#### Exercise materials
__________

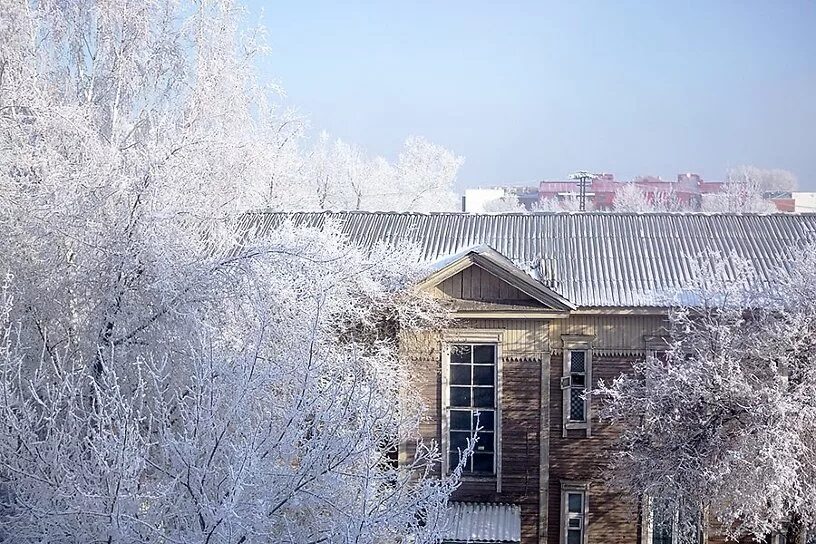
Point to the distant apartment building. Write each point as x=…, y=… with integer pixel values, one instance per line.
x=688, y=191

__________

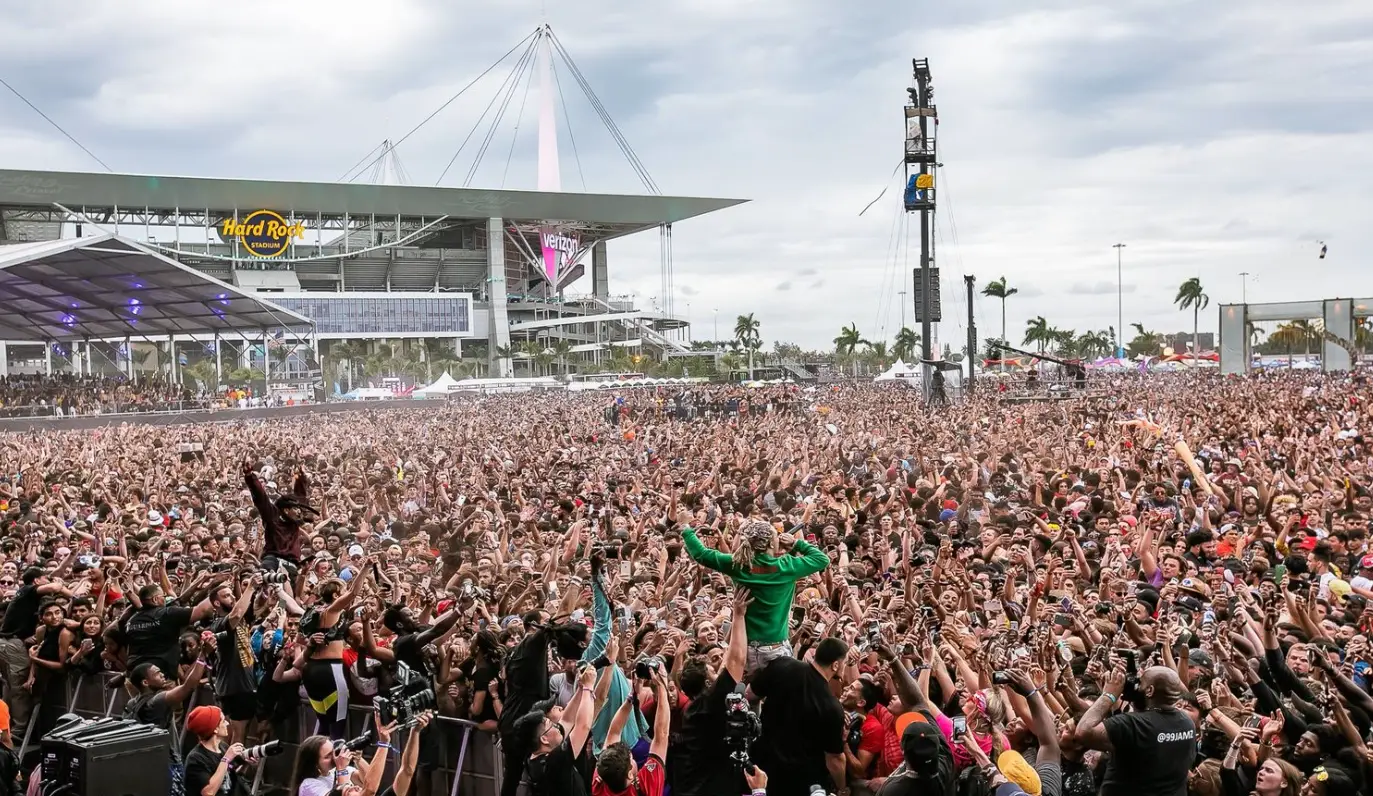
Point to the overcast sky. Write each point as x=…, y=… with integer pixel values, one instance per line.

__________

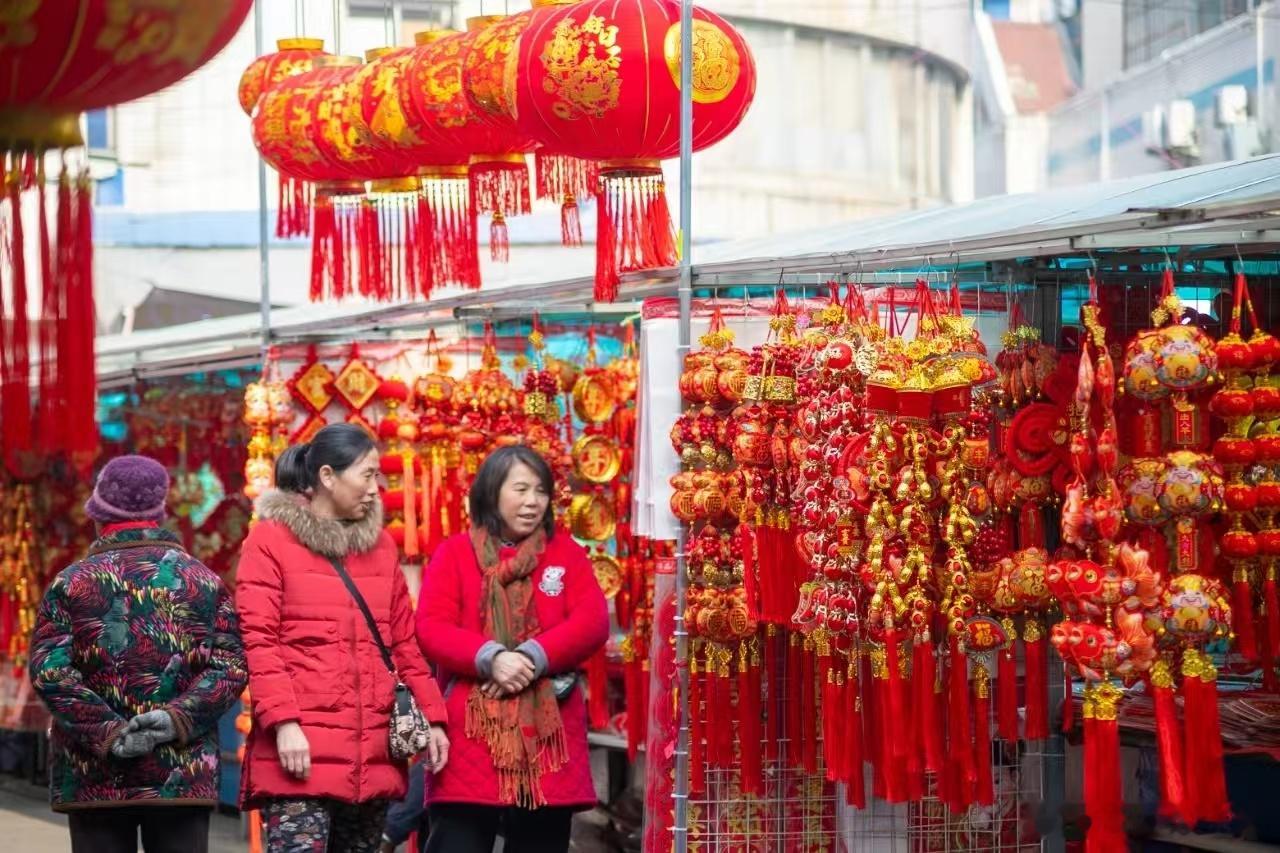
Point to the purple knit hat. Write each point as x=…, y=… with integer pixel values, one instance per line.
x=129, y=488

__________

#### Your goal
Rewrite the lines from the one containing "Point to the distant" through the one containing "x=688, y=191", inclusive, changing "apartment building" to "office tower" and leaving everything else in those lines as it is.

#### Exercise output
Point to the distant office tower. Write each point as x=…, y=… with integer pixel values, one instance per line.
x=688, y=191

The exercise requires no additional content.